The room was a buzz of noise. Everyone was very busy chatting, catching up with old friends or making new connections and establishing how we were related. I have to admit that I cannot remember the names of all those people or place them in the tree. Thank goodness we will meet with Wendy in Swindon later in the week and she will sort us out.

My grandparents were Frederick Ernest ALLEY and Rose YORK. They had 5 children and descendants of three out of the five were here. William Frederick was the eldest and Kay PROSSER is his granddaughter. George was the second son and Colin McMurdy is his grandson. Their third child was Louisa and as far as we know she never married or had children. Then came my father, Sidney Herbert who is Georgina’s grandfather as her Dad George was my big brother. Last was Grace but Kirsty JUDD, her great granddaughter was unable to be with us.

Christine PRICE, David EDELMAN and Colin MCMURDY

After lunch, we went to the Radnor Street Cemetery where Frederick ALLEY, Elizabeth GOULD and their son Edgar Gould ALLEY are buried in the one plot, Section C, number 3526. Fran had researched and prepared her tour well, of course, as she writes a wonderful blog about the cemetery, nearly every day. The cemetery was created for the non-conformists and as Frederick and his family were very involved in the Baptist Church, this was where they were buried. Andy BINKS joined us to show us the on-site chapel where the services took place.

Frederick and Elizabeth had 18 children. Sadly 7 of them died as babies and three are buried in this cemetery. There are no records of where they were buried so Fran suggests that they would have been in a massed grave. So sad! How would you cope with that?

The plot where Frederick, Elizabeth & Edgar are buried. Wendy had placed flowers on it on Friday.

Frederick’s brother, George Richman ALLEY, had seven daughters and one son. Those ALLEY women were all amazing women, living to great ages and achieving much. Fran is particularly excited by the story of Emma Louise HULL née ALLEY who was a suffragette campaigning for the right for women to vote. She had three short spells in jail, even though she was not a militant campaigner.

Material -
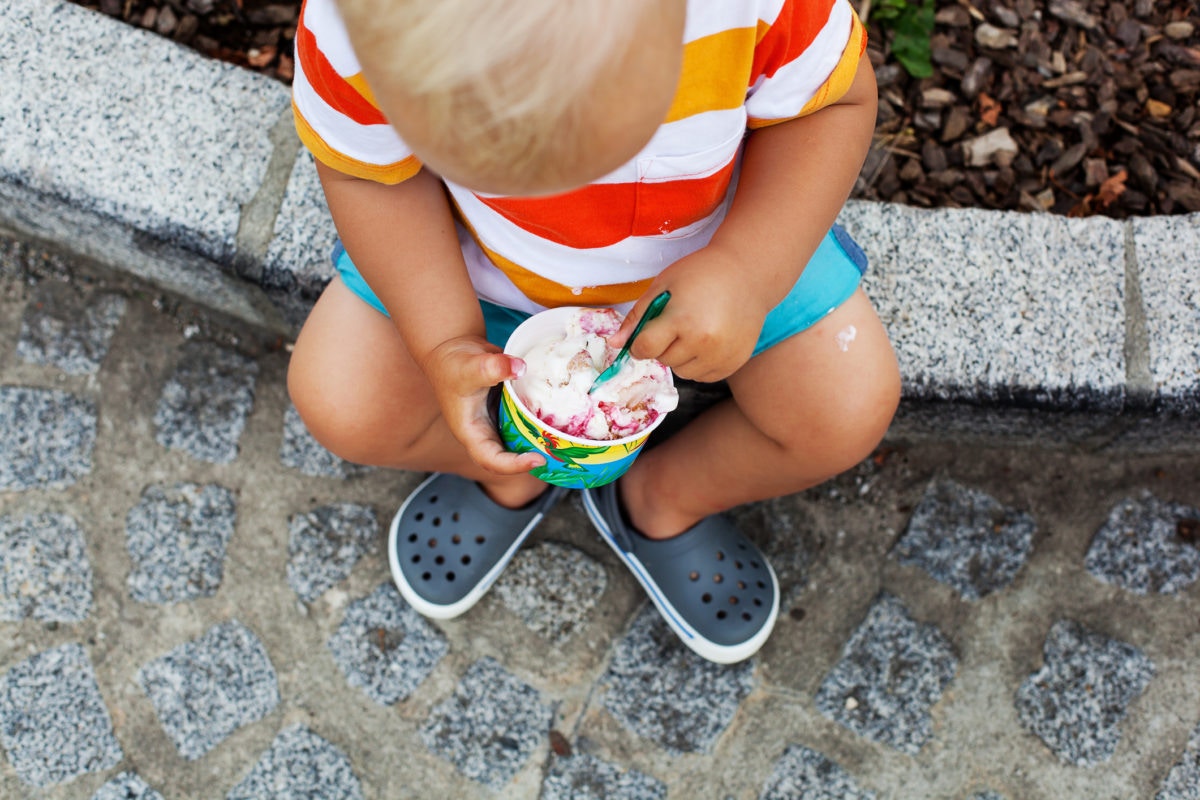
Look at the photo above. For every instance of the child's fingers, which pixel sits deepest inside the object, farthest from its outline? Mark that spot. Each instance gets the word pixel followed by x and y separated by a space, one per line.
pixel 496 367
pixel 490 453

Instructions -
a) In the family history passage:
(i) Who were the narrator's grandparents?
(ii) What section and number is the cemetery plot?
(iii) How many short spells in jail did Emma Louise HULL have?
b) Quote the family history passage word for word, beginning at the words "Frederick’s brother, George" and ending after "a militant campaigner.".
Rely only on the family history passage, not the listing.

Solutions to the problems -
a)
(i) Frederick Ernest ALLEY and Rose YORK
(ii) Section C, number 3526
(iii) Three

b)
Frederick’s brother, George Richman ALLEY, had seven daughters and one son. Those ALLEY women were all amazing women, living to great ages and achieving much. Fran is particularly excited by the story of Emma Louise HULL née ALLEY who was a suffragette campaigning for the right for women to vote. She had three short spells in jail, even though she was not a militant campaigner.